Excerpts from a point labeling dataset
╭──

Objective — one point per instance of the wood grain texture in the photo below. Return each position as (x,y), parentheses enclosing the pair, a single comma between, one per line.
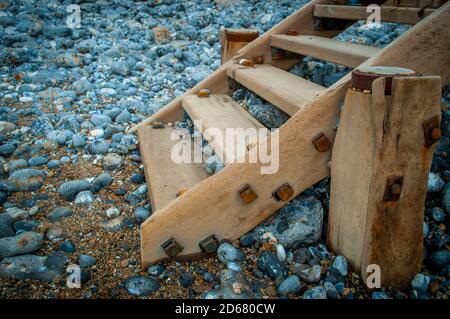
(213,205)
(388,14)
(165,178)
(302,21)
(285,90)
(232,40)
(394,236)
(221,112)
(343,53)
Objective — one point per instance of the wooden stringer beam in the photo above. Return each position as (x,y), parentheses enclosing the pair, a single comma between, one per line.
(214,206)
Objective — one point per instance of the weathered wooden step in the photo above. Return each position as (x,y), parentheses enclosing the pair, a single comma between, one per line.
(221,112)
(388,14)
(165,177)
(285,90)
(344,53)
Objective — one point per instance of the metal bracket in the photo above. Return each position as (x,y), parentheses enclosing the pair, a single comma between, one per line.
(321,142)
(284,192)
(432,130)
(171,247)
(247,194)
(209,244)
(393,188)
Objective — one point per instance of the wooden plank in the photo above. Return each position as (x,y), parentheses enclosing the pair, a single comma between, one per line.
(301,21)
(388,14)
(380,137)
(285,90)
(220,112)
(232,40)
(165,177)
(343,53)
(213,207)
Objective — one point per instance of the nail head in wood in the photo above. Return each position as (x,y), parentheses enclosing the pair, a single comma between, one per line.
(277,54)
(209,244)
(203,93)
(284,192)
(247,194)
(258,59)
(432,130)
(292,32)
(393,188)
(246,62)
(321,142)
(171,247)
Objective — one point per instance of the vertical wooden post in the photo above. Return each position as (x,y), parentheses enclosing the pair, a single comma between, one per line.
(232,40)
(380,163)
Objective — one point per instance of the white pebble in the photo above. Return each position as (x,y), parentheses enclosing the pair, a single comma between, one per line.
(112,212)
(281,252)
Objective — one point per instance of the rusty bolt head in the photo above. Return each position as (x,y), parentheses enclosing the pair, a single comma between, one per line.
(321,142)
(432,130)
(181,192)
(246,62)
(258,59)
(277,54)
(204,93)
(395,189)
(247,194)
(394,185)
(435,133)
(284,192)
(292,32)
(171,247)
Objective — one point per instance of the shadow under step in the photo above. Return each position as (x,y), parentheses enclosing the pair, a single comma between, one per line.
(285,90)
(343,53)
(165,177)
(217,113)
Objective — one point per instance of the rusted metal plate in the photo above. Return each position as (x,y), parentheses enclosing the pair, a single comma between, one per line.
(247,194)
(284,192)
(321,142)
(393,188)
(432,130)
(362,78)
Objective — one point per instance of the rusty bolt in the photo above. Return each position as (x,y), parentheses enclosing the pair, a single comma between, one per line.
(321,142)
(203,93)
(246,62)
(435,133)
(181,192)
(171,247)
(284,192)
(395,189)
(277,54)
(247,194)
(394,185)
(258,59)
(432,130)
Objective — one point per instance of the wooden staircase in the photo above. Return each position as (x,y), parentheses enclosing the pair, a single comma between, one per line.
(192,210)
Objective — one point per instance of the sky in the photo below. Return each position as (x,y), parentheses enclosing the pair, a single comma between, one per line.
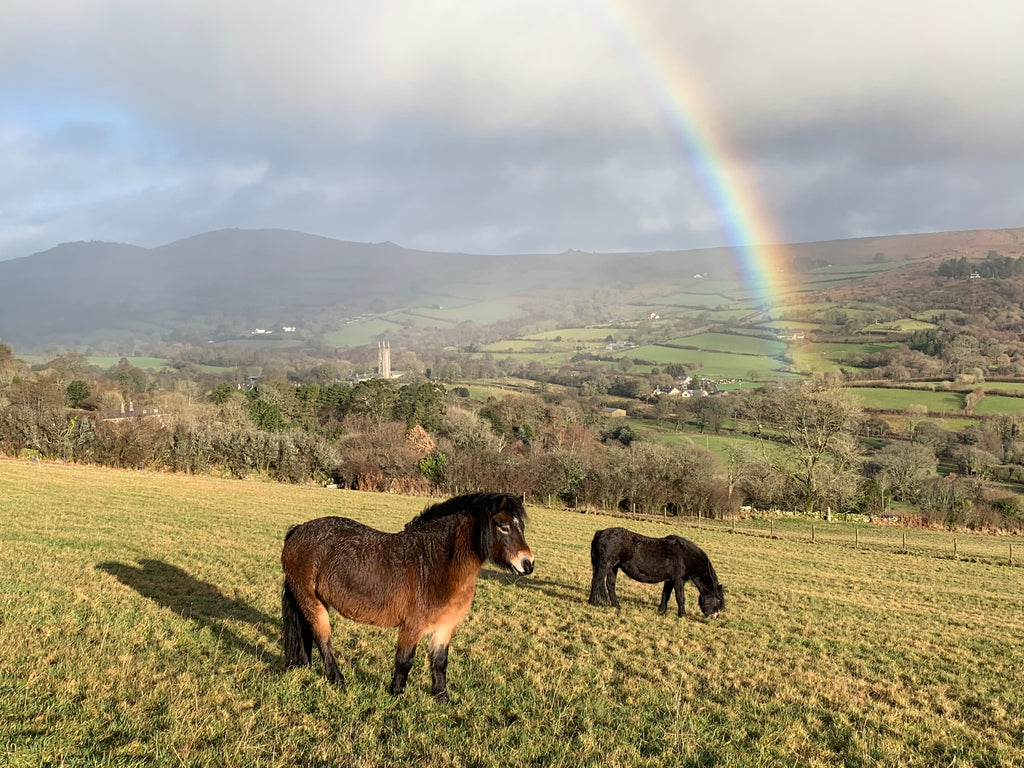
(509,126)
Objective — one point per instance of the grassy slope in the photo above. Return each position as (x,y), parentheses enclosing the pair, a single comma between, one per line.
(139,625)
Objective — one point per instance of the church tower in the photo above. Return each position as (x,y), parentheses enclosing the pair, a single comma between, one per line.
(384,359)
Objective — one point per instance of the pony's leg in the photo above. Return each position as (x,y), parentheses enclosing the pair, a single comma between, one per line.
(598,592)
(610,583)
(680,596)
(321,625)
(403,654)
(666,594)
(438,664)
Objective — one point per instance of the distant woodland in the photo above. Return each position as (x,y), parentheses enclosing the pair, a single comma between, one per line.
(890,387)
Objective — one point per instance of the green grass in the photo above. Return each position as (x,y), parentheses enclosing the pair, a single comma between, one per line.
(814,356)
(898,399)
(359,333)
(713,365)
(994,404)
(733,343)
(139,626)
(901,326)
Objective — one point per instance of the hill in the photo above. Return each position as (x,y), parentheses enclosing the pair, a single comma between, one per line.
(229,282)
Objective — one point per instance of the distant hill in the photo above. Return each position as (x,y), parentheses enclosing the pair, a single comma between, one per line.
(227,281)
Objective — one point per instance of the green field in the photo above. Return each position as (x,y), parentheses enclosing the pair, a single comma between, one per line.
(994,404)
(712,365)
(733,343)
(897,399)
(814,356)
(903,326)
(139,626)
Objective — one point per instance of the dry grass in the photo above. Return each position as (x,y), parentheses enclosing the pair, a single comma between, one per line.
(139,625)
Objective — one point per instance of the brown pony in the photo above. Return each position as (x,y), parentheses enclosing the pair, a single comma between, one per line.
(421,580)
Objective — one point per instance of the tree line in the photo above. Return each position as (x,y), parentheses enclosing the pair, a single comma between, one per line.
(806,445)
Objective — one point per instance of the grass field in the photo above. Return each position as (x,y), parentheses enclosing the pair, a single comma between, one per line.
(898,399)
(733,343)
(139,626)
(712,365)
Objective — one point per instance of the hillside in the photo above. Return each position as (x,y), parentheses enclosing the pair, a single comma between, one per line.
(228,282)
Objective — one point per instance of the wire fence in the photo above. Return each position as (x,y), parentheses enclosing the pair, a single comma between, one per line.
(976,547)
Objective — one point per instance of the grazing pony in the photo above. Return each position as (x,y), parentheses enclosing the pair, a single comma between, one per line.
(674,560)
(421,580)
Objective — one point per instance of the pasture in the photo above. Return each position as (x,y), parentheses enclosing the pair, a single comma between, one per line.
(140,626)
(710,365)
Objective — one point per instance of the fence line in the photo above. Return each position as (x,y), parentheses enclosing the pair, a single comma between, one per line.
(922,542)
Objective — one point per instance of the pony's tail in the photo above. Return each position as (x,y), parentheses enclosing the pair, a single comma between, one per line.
(297,635)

╰──

• Short task:
Reproduce the stretch from the line containing "Objective — one point per instance of the pasture" through the last of the lines above, requests included, and add 18 to both the x and y coordinate of every answer point.

• The completed task:
Objective — one point per instance of the pasture in the photo above. Return each position as (x,y), parentheses enclosing the pair, a single comma between, one per line.
(158,644)
(728,383)
Objective — one point per instance of the fence line in the photo above. Return each position as (x,y), parentheses enclosing the pair, a single comma between, one per line.
(940,560)
Objective — one point per instance of the pony's tail in the photo above. Return each position as (x,y), parentheses enclosing the pair, a single comma between, one per line.
(315,653)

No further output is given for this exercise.